* Direction 1 *
Answer these from the memory demotion thread below:
(a) Whose message dated Dec 13, 2022 at 7:58 AM is quoted?
(b) According to Michal Hocko, what is memory.reclaim documented to primarily do?
(c) What use of memory.demote does Johannes Weiner want to avoid making necessary?
* Direction 2 *
Write the next part of the memory demotion thread below, starting after its last line.

====== Document segment ======

Mina Almasry <almasrymina@...gle.com> writes:

> On Tue, Dec 13, 2022 at 7:58 AM Johannes Weiner <hannes@...xchg.org> wrote:
>>
>> On Tue, Dec 13, 2022 at 09:33:24AM +0100, Michal Hocko wrote:
>> > I do recognize your need to control the demotion but I argue that it is
>> > a bad idea to rely on an implicit behavior of the memory reclaim and an
>> > interface which is _documented_ to primarily _reclaim_ memory.
>>
>> I think memory.reclaim should demote as part of page aging. What I'd
>> like to avoid is *having* to manually control the aging component in
>> the interface (e.g. making memory.reclaim *only* reclaim, and
>> *requiring* a coordinated use of memory.demote to ensure progress.)
>>
>> > Really, consider that the current demotion implementation will change
>> > in the future and based on a newly added heuristic memory reclaim or
>> > compression would be preferred over migration to a different tier.  This
>> > might completely break your current assumptions and break your usecase
>> > which relies on an implicit demotion behavior.  Do you see that as a
>> > potential problem at all? What shall we do in that case? Special case
>> > memory.reclaim behavior?

====== Dataset section ======

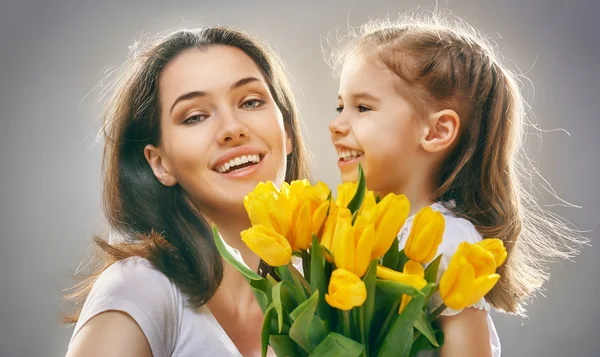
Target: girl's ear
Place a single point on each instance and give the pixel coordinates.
(442, 131)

======

* Written answer 1 *
(a) Johannes Weiner
(b) Reclaim memory.
(c) A coordinated use of memory.demote, required to ensure progress.

* Written answer 2 *
>>
>> Shouldn't that be derived from the distance propertiers in the tier
>> configuration?
>>
>> I.e. if local compression is faster than demoting to a slower node, we
>> should maybe have a separate tier for that. Ignoring proactive reclaim
>> or demotion commands for a second: on that node, global memory
>> pressure should always compress first, while the oldest pages from the
>> compression cache should demote to the other node(s) - until they
>> eventually get swapped out.
>>
>> However fine-grained we make proactive reclaim control over these
>> stages, it should at least be possible for the user to request the
>> default behavior that global pressure follows, without jumping through
>> hoops or requiring the coordinated use of multiple knobs. So IMO there
>> is an argument for having a singular knob that requests comprehensive
>> aging and reclaiming across the configured hierarchy.
>>
>> As far as explicit control over the individual stages goes - no idea
>> if you would call the compression stage demotion or reclaim. The
>> distinction still does not make much of sense to me, since reclaim is
>> just another form of demotion. Sure, page faults have a different
>> access latency than dax to slower memory. But you could also have 3
>> tiers of memory where the difference between tier 1 and 2 is much
>> smaller than the difference between 2 and 3, and you might want to
>> apply different demotion rates between them as well.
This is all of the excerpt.